### What is required
Print each of the following lines verbatim, omitting the pictures from your output.
● ● ● ● ● ● ●
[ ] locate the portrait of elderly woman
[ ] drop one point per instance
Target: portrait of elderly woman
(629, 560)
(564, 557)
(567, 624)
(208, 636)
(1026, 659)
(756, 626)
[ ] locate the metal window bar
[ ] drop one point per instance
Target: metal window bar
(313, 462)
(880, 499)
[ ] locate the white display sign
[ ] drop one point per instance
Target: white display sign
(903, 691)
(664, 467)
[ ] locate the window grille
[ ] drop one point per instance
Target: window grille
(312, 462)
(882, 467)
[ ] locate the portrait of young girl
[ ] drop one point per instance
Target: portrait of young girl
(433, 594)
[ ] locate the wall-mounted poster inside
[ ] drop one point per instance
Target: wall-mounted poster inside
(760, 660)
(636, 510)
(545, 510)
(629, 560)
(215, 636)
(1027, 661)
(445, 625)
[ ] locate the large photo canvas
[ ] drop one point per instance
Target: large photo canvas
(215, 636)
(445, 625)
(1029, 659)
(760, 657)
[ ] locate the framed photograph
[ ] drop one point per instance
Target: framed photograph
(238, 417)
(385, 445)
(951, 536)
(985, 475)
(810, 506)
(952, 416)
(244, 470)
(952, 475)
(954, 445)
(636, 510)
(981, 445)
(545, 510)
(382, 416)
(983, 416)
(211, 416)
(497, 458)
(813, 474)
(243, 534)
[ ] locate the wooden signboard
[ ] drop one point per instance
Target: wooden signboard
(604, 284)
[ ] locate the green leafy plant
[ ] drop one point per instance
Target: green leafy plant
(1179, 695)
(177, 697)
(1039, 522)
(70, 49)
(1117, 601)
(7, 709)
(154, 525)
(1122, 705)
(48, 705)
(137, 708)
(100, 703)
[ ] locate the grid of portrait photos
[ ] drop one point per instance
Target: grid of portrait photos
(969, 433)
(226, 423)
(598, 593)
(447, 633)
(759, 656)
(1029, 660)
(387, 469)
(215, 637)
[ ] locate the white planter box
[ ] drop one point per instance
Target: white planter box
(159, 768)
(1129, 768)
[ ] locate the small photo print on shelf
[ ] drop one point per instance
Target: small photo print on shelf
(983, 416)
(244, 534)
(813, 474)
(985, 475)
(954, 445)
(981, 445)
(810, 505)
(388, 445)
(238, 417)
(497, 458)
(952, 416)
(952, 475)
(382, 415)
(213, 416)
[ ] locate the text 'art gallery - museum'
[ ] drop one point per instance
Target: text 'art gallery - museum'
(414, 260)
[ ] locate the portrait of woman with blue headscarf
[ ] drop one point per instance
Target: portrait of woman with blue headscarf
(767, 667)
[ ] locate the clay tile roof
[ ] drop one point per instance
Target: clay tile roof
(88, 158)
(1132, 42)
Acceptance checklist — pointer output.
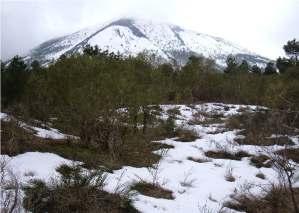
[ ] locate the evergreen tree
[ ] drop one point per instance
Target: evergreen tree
(231, 64)
(292, 49)
(283, 64)
(244, 66)
(13, 80)
(35, 65)
(270, 69)
(256, 69)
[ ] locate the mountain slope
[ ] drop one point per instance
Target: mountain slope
(133, 36)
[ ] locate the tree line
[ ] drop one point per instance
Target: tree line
(81, 88)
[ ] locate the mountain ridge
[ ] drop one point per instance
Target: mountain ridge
(129, 36)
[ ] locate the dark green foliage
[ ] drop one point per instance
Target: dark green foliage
(35, 65)
(256, 69)
(292, 49)
(74, 191)
(244, 66)
(270, 69)
(13, 80)
(283, 64)
(231, 64)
● ● ● ● ● ● ●
### Written solution
[ ] locate the portrait of elderly woman
[ ] drop one point per instance
Target: portrait of elderly woman
(629, 560)
(564, 557)
(567, 624)
(208, 636)
(1026, 659)
(756, 626)
[ ] locate the metal window bar
[ ] drop one point per instance
Target: metal window bar
(313, 462)
(880, 499)
[ ] locate the white display sign
[ ] drop one point per instance
Target: white display sign
(903, 691)
(664, 467)
[ ] locate the window grille
[ ] drop one point per instance
Target: window grille
(312, 462)
(882, 467)
[ ] locate the portrait of young girl
[ ] drop one point per instance
Target: portrait of young girl
(433, 594)
[ ] locate the wall-mounted poster inside
[ ] drop one point per instance
Target: wall-mounted poster inside
(760, 660)
(636, 510)
(545, 510)
(629, 560)
(215, 636)
(1027, 661)
(445, 625)
[ ] locate the large photo canvas
[ ] drop one point per instance
Target: large photo canvas
(215, 636)
(445, 625)
(1029, 659)
(760, 657)
[ ] locate the framed photograph
[ ] drop one point per instance
Target: framed photograph
(238, 417)
(385, 445)
(951, 536)
(985, 475)
(810, 506)
(952, 416)
(244, 470)
(952, 475)
(954, 445)
(636, 510)
(981, 445)
(545, 510)
(382, 416)
(983, 416)
(211, 416)
(497, 458)
(813, 474)
(243, 534)
[ ] locate the wooden signboard
[ ] drop one point per instance
Target: wooden signboard
(604, 284)
[ ] locate the green leafy plant
[ ] drop one point per instance
Target: green leafy plant
(1179, 695)
(177, 697)
(1039, 522)
(70, 49)
(1117, 601)
(7, 709)
(154, 525)
(1122, 705)
(48, 705)
(137, 708)
(100, 703)
[ ] locate the grid of portrait photos
[ ] drop one point per instance
Target: grid of portrait photos
(969, 433)
(226, 423)
(598, 593)
(447, 633)
(759, 656)
(1029, 660)
(387, 469)
(215, 637)
[ ] locate the white planter box
[ ] drop one point per instance
Target: white planter box
(159, 768)
(1129, 768)
[ ] locate the small photo print on shelf
[ ] drop one point per instance
Target: small photo print on shelf
(983, 416)
(244, 534)
(813, 474)
(985, 475)
(954, 445)
(981, 445)
(810, 505)
(388, 445)
(238, 417)
(497, 458)
(952, 416)
(952, 475)
(382, 415)
(213, 416)
[ ] locate the text 'art gallery - museum'
[ ] drop one point per instance
Target: text 'art gallery - museum'
(414, 260)
[ ] locate the portrait of woman with blue headscarf
[ ] drop one point per instance
Target: portrait of woman with blue headscarf
(767, 667)
[ ] locate the clay tile roof
[ ] drop one point per instance
Target: clay tile roof
(88, 158)
(1132, 42)
Acceptance checklist — pointer output.
[ ] locate the evergreen tree
[ ] drop one point per instance
Target: evergreen tree
(231, 64)
(292, 49)
(283, 64)
(244, 66)
(13, 80)
(35, 65)
(270, 69)
(256, 69)
[ ] locate the mountain slope
[ ] drop one point per instance
Target: mountain slope
(133, 36)
[ ] locate the tree line
[ ] drop one point per instance
Target: tree line
(81, 88)
[ ] locate the mountain ridge
[ ] drop one point per instance
Target: mountain ridge
(129, 36)
[ ] locate the dark green foliage
[ ] drop one point per instance
Target: dark green foliage
(35, 65)
(256, 69)
(292, 49)
(74, 191)
(244, 66)
(270, 69)
(13, 80)
(283, 64)
(231, 64)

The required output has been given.